*Aim of the task*: Count the lines in the items below that contain the word "sports", matching case exactly, and reply with the number only.

*Provided records*:
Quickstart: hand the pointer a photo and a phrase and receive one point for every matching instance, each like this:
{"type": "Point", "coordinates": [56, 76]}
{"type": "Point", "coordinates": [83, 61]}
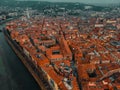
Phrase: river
{"type": "Point", "coordinates": [13, 74]}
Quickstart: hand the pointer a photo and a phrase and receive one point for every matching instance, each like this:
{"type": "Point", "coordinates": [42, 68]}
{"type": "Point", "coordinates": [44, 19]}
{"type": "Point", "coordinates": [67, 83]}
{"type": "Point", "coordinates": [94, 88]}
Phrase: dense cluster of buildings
{"type": "Point", "coordinates": [55, 43]}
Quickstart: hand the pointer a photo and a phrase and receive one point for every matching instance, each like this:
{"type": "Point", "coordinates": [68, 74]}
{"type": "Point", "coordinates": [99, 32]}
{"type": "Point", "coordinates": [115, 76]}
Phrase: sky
{"type": "Point", "coordinates": [83, 1]}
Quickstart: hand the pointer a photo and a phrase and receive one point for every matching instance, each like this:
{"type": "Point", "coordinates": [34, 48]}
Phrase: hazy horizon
{"type": "Point", "coordinates": [83, 1]}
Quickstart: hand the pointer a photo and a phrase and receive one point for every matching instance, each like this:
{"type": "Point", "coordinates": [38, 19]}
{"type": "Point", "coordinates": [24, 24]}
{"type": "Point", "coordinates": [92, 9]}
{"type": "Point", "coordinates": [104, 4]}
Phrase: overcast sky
{"type": "Point", "coordinates": [83, 1]}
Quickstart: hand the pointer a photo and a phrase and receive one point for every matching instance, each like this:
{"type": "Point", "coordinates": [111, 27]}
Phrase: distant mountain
{"type": "Point", "coordinates": [43, 4]}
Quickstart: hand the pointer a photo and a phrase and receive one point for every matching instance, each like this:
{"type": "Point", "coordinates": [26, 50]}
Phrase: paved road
{"type": "Point", "coordinates": [13, 74]}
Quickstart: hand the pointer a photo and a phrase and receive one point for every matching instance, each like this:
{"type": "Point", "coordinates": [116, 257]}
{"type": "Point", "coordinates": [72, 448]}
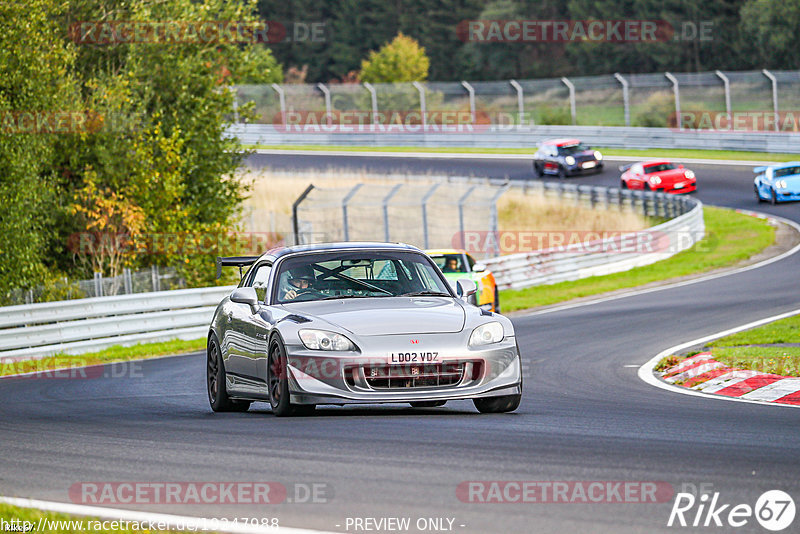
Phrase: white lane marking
{"type": "Point", "coordinates": [774, 391]}
{"type": "Point", "coordinates": [467, 155]}
{"type": "Point", "coordinates": [728, 379]}
{"type": "Point", "coordinates": [646, 371]}
{"type": "Point", "coordinates": [637, 292]}
{"type": "Point", "coordinates": [172, 521]}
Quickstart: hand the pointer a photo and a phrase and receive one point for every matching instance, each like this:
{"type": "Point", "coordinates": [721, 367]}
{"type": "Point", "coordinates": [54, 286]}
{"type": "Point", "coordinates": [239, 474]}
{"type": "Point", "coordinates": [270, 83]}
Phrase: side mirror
{"type": "Point", "coordinates": [245, 295]}
{"type": "Point", "coordinates": [465, 288]}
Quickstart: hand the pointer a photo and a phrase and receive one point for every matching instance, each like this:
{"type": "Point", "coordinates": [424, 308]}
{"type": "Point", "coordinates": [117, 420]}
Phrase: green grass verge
{"type": "Point", "coordinates": [783, 361]}
{"type": "Point", "coordinates": [730, 237]}
{"type": "Point", "coordinates": [632, 153]}
{"type": "Point", "coordinates": [738, 350]}
{"type": "Point", "coordinates": [62, 523]}
{"type": "Point", "coordinates": [783, 331]}
{"type": "Point", "coordinates": [116, 353]}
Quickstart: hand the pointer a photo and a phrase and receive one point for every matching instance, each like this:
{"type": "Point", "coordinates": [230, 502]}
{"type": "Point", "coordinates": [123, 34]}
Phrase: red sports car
{"type": "Point", "coordinates": [658, 175]}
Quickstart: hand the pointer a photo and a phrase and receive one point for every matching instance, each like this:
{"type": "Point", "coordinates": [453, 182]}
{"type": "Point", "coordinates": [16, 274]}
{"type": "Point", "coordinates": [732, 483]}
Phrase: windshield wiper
{"type": "Point", "coordinates": [426, 293]}
{"type": "Point", "coordinates": [334, 297]}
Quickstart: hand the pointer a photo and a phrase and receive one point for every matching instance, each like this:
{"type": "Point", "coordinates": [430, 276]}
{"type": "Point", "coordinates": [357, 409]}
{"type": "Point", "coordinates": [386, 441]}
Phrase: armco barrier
{"type": "Point", "coordinates": [85, 325]}
{"type": "Point", "coordinates": [528, 137]}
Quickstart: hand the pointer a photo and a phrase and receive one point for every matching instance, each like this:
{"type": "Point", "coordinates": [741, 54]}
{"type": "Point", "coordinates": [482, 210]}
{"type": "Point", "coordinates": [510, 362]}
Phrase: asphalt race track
{"type": "Point", "coordinates": [585, 415]}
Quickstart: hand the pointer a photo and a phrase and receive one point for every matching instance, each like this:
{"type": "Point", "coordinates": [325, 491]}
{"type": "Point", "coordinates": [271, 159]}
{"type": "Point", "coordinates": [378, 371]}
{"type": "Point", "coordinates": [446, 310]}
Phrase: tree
{"type": "Point", "coordinates": [402, 60]}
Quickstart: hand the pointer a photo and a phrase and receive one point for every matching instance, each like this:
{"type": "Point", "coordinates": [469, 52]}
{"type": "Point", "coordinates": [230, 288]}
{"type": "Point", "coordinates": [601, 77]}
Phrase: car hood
{"type": "Point", "coordinates": [385, 315]}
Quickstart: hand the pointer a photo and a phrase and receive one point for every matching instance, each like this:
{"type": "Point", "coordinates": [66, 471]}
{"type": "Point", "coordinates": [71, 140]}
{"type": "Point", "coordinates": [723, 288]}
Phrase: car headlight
{"type": "Point", "coordinates": [322, 340]}
{"type": "Point", "coordinates": [486, 334]}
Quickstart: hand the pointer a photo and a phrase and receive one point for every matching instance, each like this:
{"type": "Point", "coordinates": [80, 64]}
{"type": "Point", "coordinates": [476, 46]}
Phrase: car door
{"type": "Point", "coordinates": [251, 325]}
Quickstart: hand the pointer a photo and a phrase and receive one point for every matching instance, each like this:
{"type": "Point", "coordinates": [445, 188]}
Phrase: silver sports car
{"type": "Point", "coordinates": [356, 323]}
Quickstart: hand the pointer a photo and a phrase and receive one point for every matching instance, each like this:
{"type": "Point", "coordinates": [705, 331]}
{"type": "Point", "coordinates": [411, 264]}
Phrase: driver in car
{"type": "Point", "coordinates": [300, 280]}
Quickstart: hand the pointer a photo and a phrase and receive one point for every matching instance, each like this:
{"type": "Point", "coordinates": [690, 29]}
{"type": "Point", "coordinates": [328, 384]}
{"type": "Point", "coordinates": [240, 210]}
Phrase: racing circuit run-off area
{"type": "Point", "coordinates": [419, 266]}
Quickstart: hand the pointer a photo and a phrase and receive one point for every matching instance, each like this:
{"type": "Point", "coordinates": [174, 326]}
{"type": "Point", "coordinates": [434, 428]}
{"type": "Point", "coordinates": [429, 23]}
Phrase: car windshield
{"type": "Point", "coordinates": [357, 274]}
{"type": "Point", "coordinates": [788, 171]}
{"type": "Point", "coordinates": [659, 167]}
{"type": "Point", "coordinates": [573, 149]}
{"type": "Point", "coordinates": [450, 263]}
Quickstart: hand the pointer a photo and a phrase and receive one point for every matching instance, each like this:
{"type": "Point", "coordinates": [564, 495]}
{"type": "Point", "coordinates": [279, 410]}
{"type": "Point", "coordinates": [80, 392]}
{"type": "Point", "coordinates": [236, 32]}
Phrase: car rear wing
{"type": "Point", "coordinates": [234, 261]}
{"type": "Point", "coordinates": [623, 168]}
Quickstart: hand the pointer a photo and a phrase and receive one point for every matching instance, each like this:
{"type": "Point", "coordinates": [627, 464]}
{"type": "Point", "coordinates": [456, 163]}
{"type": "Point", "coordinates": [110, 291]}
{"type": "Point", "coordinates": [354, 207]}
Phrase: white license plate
{"type": "Point", "coordinates": [405, 358]}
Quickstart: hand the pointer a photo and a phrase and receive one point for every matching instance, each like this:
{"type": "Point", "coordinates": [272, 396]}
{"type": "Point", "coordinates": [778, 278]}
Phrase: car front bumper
{"type": "Point", "coordinates": [317, 377]}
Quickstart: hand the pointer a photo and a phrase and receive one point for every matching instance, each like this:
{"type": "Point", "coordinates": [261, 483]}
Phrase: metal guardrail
{"type": "Point", "coordinates": [611, 255]}
{"type": "Point", "coordinates": [85, 325]}
{"type": "Point", "coordinates": [528, 137]}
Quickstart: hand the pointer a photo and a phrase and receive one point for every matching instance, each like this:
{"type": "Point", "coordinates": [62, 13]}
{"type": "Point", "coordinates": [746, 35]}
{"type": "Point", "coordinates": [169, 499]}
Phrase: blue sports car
{"type": "Point", "coordinates": [778, 183]}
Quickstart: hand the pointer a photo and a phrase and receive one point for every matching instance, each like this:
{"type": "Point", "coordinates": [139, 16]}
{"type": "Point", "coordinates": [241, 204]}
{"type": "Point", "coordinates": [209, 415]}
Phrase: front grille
{"type": "Point", "coordinates": [430, 375]}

*Answer to the exercise*: 3